Omalizumab (Xolair) is recommended as a possible treatment for people aged 12 years and over with severe chronic spontaneous urticaria if:

  • a doctor has objectively diagnosed the condition as severe
  • the condition has not improved with standard treatment with H1‑antihistamines or leukotriene receptor antagonists
  • the drug is stopped at or before the fourth dose if the condition has not responded
  • the drug is stopped at the end of a course of treatment (6 doses) if the condition has responded, and is only restarted if the condition comes back
  • the drug is given by a secondary care specialist in dermatology, immunology or allergy.

What does this mean for me?

If you have chronic spontaneous urticaria, and your doctor thinks that omalizumab is the right treatment, you should be able to have the treatment on the NHS.

Omalizumab should be available on the NHS within 3 months of the guidance being issued.

If you are not eligible for treatment as described above but are already taking omalizumab, you should be able to continue treatment until you and your doctor decide it is the right time to stop.

Your responsibility

The recommendations in this guidance represent the view of NICE, arrived at after careful consideration of the evidence available. When exercising their judgement, health professionals are expected to take this guidance fully into account, alongside the individual needs, preferences and values of their patients. The application of the recommendations in this guidance is at the discretion of health professionals and their individual patients and do not override the responsibility of healthcare professionals to make decisions appropriate to the circumstances of the individual patient, in consultation with the patient and/or their carer or guardian.

Commissioners and/or providers have a responsibility to provide the funding required to enable the guidance to be applied when individual health professionals and their patients wish to use it, in accordance with the NHS Constitution. They should do so in light of their duties to have due regard to the need to eliminate unlawful discrimination, to advance equality of opportunity and to reduce health inequalities.

Commissioners and providers have a responsibility to promote an environmentally sustainable health and care system and should assess and reduce the environmental impact of implementing NICE recommendations wherever possible.

◆ RECORDED INFORMATION:
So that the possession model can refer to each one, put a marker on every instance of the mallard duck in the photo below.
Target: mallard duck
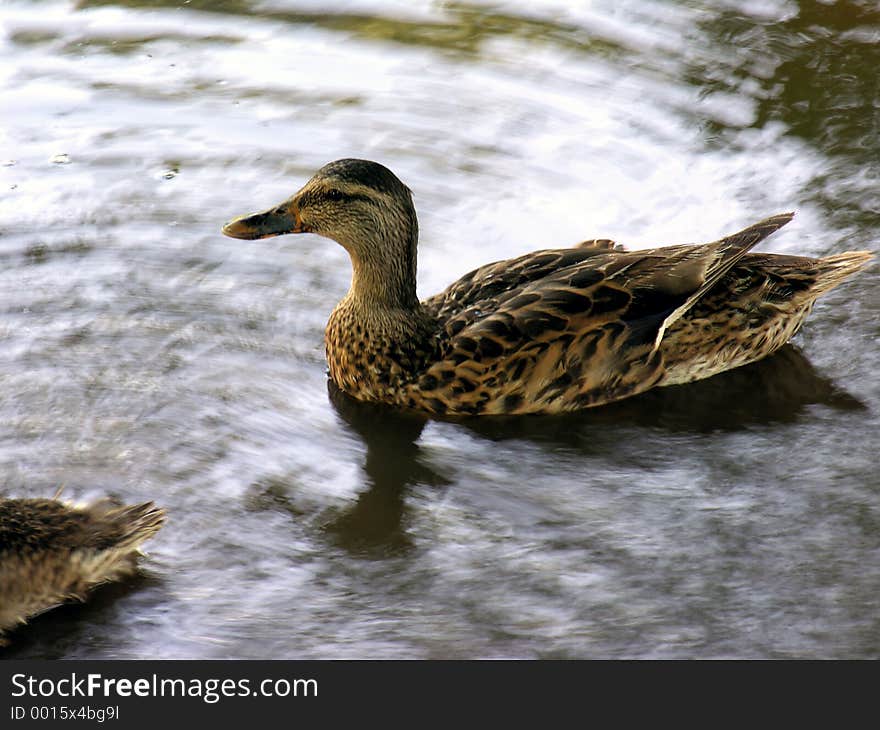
(52, 551)
(551, 331)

◆ BRIEF: Please retype the stretch of the omalizumab guidance from "Commissioners and providers" through "recommendations wherever possible." word for word. Work only from the omalizumab guidance and ignore the listing.

◆ WRITTEN ANSWER:
Commissioners and providers have a responsibility to promote an environmentally sustainable health and care system and should assess and reduce the environmental impact of implementing NICE recommendations wherever possible.